▶ [EXTRACTED DATA]
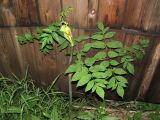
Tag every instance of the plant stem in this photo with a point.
(69, 83)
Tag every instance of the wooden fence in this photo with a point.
(131, 19)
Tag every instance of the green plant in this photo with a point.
(99, 114)
(136, 116)
(104, 70)
(22, 100)
(108, 67)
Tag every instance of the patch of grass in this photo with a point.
(22, 100)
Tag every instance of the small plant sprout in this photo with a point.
(106, 69)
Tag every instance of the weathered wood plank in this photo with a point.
(8, 53)
(152, 94)
(150, 70)
(19, 13)
(80, 14)
(111, 12)
(143, 14)
(44, 68)
(92, 13)
(49, 11)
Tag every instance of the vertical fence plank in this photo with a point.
(19, 12)
(49, 11)
(9, 56)
(143, 14)
(111, 12)
(92, 13)
(80, 15)
(150, 71)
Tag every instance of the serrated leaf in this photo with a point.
(44, 35)
(97, 37)
(122, 84)
(44, 43)
(100, 26)
(81, 38)
(72, 68)
(89, 85)
(108, 73)
(77, 76)
(21, 39)
(120, 91)
(56, 38)
(100, 92)
(103, 81)
(114, 62)
(110, 34)
(38, 30)
(28, 37)
(90, 61)
(114, 44)
(101, 85)
(47, 30)
(86, 47)
(111, 83)
(130, 68)
(105, 30)
(112, 54)
(99, 75)
(85, 116)
(121, 79)
(99, 68)
(100, 55)
(35, 117)
(94, 88)
(144, 43)
(99, 45)
(105, 63)
(64, 45)
(119, 71)
(84, 80)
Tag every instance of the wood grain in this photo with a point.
(150, 71)
(80, 15)
(111, 12)
(143, 15)
(49, 11)
(43, 69)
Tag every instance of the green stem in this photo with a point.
(69, 83)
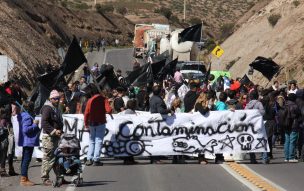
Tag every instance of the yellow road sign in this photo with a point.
(218, 51)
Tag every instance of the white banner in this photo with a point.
(148, 134)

▶ [WORK TASK] Repeat the lines from the line containing "Tag every instance of the green plant" through the end of the material above exactly, with no pictures and nothing else.

▶ [RESULT]
Tag every instance of the green plant in this photo with a point.
(99, 114)
(136, 116)
(104, 70)
(22, 100)
(108, 67)
Tag every instance of the patch of grass in this photo with a point.
(22, 100)
Tag every instance of the small plant sprout in this photo with a point.
(106, 69)
Tag every instance of the weathered wood plank in this photo with a point.
(8, 53)
(152, 94)
(150, 70)
(19, 13)
(80, 14)
(111, 12)
(143, 14)
(44, 68)
(92, 13)
(49, 11)
Tag every instance of the vertical fence plank in this photo with a point.
(19, 12)
(49, 11)
(9, 56)
(143, 14)
(111, 12)
(92, 13)
(80, 15)
(150, 71)
Tag every instance of the serrated leaf in this photo with a point.
(44, 35)
(97, 37)
(122, 84)
(44, 43)
(100, 26)
(81, 38)
(72, 68)
(89, 85)
(108, 73)
(77, 76)
(21, 39)
(120, 91)
(56, 38)
(100, 92)
(103, 81)
(114, 62)
(110, 34)
(38, 30)
(28, 37)
(90, 61)
(114, 44)
(101, 85)
(47, 30)
(86, 47)
(111, 83)
(130, 68)
(105, 30)
(112, 54)
(99, 75)
(85, 116)
(121, 79)
(99, 68)
(100, 55)
(35, 117)
(94, 88)
(144, 43)
(99, 45)
(105, 63)
(64, 45)
(119, 71)
(84, 80)
Tag every instance of the wood grain in this photo with a point.
(150, 71)
(80, 15)
(111, 12)
(143, 15)
(49, 11)
(43, 69)
Tag every instance of the green stem in this photo with a point.
(69, 83)
Tag every instance of the yellow road sign in this photo with a point.
(218, 51)
Tag every instance of the white banner in this photo with a point.
(148, 134)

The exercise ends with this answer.